start SELECTED EXTRACT

[Lustre-discuss] MDT extremely slow after restart

Thomas Roth t.roth at gsi.de
Mon Apr 4 00:07:12 PDT 2011


Hi Cliff,

no, the configuration as such did not change. The hardware is quite  different, though. The old box
had a Raid10 on 16 built-in Raptor 150GB SATA disks, the new one a Raid10 on 24 Cheetah 300GB SAS disks in an
fibre-channel attached external enclosure.
Actually we are more concerned that the 48 AMD cores of the new box might not  have been the best idea.

But atm, the system is running fine and fast again!
After the last MDT restart, I started several ls-jobs crawling through the entire clustre. Obviously, after writeconfing all servers, Lustre really
has to "learn" again about the whereabouts of its files. And I found experimentally that it is about the knownlegde of the OSTs: in fact we have tried
our very old, repaired hardware as MDT while copying the MDT to yet another, third type of machine. The effect of "first very slow, then very fast
'ls'" was there. Then we shut down and started the third hardware, tried on new directories - same effect, tried on some already checked directories -
very fast. So using the old hardware had refreshed the memory of the OSTs about these directories.

All of this is to be expected to some degree, but the difference of minutes vs. mseconds is quite astonishing.

end SELECTED EXTRACT
start DATA PROVIDED

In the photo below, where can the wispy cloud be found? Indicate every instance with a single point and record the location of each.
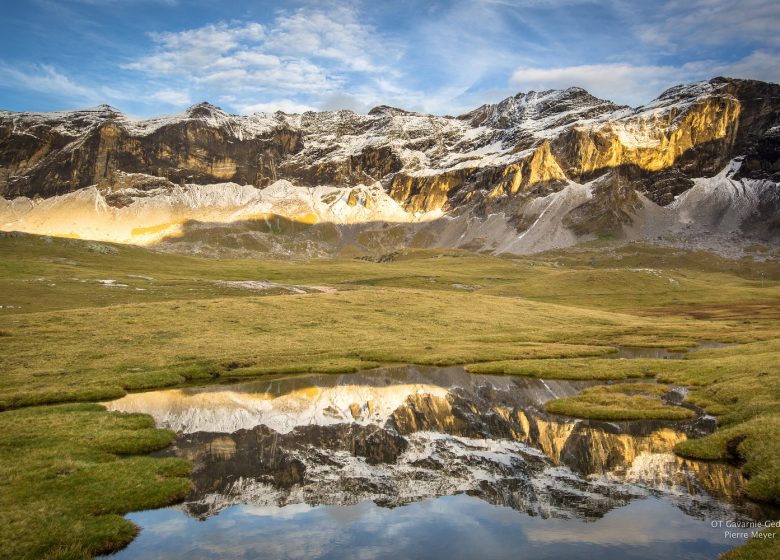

end DATA PROVIDED

GIVEN EXERCISE A
In the post about the slow MDT, why did directories that had already been checked list very fast once the third machine was started?
GIVEN EXERCISE B
Continue the post about the slow MDT after its final sentence.

EXERCISE ANSWER A
Running the old, repaired hardware as the MDT had refreshed the OSTs' memory about those directories. The author concluded that the slowness came from the OSTs' knowledge of where files are, which Lustre has to relearn after all servers are writeconfed.

EXERCISE ANSWER B
Ah well,  this cluster is also full to the brim, and the last time we had to writeconf the servers, there were certainly 20%-30% less files.

Cheers,
Thomas

On 04/04/2011 06:11 AM, Cliff White wrote:
> What is the underlying disk, did that hardware/RAID config change 
> when you switched hardware? 
> The 'still busy' message is a bug, may be fixed in 1.8.5
> cliffw
> 
> 
> On Sat, Apr 2, 2011 at 1:01 AM, Thomas Roth <t.roth at gsi.de <mailto:t.roth at gsi.de>> wrote:
> 
>     Hi all,
> 
>     we are suffering from a sever metadata performance degradation on our 1.8.4 cluster and are pretty clueless.
>     - We moved the MDT to a new hardware, since the old one was failing
>     - We increased the size of the MDT with 'resize2fs' (+ mounted it and saw all the files)
>     - We found the performance of the new mds dreadful
>     - We restarted the MDT on the old hardware with the failed RAID controller replaced, but without doing anything with OSS or clients
>     The machine crashed three minutes after recovery was over
>     - Moved back to the new hardware, but the system was now pretty messed up: persistent  "still busy with N RPCs" and some "going back to sleep"
>     messages (by the way, there is no way to find out what these RPCs are, and how to kill them? Of course I wouldn't mind switching off some clients or
>     even rebooting some OSS if I only new which ones...)
>     - Shut down the entire cluster, writeconf, restart without any client mounts - worked fine
>     - Mounted Lustre and tried to "ls" a directory with 100 files:   takes several minutes(!)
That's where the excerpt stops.